> _ASSIGNMENT_
Look through the listing for the word "wooden". Copy each line that has it.

---- DATA FOR ANALYSIS

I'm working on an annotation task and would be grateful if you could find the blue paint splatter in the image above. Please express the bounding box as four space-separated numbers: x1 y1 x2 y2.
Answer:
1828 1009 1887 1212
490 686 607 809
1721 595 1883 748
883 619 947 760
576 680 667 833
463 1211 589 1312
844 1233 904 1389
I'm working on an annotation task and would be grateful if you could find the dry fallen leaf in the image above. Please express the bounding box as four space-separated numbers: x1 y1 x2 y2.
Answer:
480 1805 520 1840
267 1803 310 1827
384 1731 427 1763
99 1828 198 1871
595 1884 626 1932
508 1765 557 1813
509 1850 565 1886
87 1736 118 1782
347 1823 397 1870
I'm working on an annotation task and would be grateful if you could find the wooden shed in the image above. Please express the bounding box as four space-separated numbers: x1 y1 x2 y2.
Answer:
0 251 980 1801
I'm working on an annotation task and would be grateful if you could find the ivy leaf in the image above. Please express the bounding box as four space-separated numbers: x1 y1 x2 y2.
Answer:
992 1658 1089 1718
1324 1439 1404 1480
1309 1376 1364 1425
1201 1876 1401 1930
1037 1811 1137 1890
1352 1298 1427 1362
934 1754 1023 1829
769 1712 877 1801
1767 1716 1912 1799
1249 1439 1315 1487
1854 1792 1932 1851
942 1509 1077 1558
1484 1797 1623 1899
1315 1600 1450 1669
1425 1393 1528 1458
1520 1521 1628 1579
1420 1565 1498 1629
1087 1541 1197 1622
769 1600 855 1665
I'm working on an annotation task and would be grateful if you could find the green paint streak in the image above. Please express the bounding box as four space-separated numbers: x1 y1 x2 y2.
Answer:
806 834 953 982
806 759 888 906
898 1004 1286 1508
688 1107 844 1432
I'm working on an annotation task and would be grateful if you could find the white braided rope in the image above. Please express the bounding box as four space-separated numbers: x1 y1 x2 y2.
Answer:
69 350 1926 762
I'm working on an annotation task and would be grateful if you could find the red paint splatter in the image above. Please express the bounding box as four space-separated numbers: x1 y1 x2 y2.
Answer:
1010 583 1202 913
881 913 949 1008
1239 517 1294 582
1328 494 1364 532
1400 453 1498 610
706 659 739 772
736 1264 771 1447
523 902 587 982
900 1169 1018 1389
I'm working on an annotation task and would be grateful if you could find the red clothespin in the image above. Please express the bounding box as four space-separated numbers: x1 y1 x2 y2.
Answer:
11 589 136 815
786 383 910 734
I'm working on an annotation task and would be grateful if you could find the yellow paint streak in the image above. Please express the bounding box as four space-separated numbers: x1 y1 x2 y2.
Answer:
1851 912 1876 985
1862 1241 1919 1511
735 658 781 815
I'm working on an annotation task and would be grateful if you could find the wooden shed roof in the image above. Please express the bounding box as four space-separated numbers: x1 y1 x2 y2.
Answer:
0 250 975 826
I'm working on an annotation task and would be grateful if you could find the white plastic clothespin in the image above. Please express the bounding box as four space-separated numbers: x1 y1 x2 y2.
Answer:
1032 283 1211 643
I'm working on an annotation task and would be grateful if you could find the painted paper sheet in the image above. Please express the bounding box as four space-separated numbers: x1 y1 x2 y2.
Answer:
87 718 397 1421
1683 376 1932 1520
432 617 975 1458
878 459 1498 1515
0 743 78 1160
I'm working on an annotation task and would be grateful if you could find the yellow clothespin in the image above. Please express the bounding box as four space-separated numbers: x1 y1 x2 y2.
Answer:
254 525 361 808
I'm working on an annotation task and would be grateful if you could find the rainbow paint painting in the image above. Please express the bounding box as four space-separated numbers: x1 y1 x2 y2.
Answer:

--------

> _RESPONSE AREA_
I'm working on an annotation task and would be grateful if you could find the wooden shed in the image above. Please express the bounding box as four space-separated numbers: x1 y1 x2 y2.
I'm working on an annotation task and would be grateful if you could find the wooden shed roof in the image above. Please express the bounding box as four space-separated numbers: x1 y1 x2 y2.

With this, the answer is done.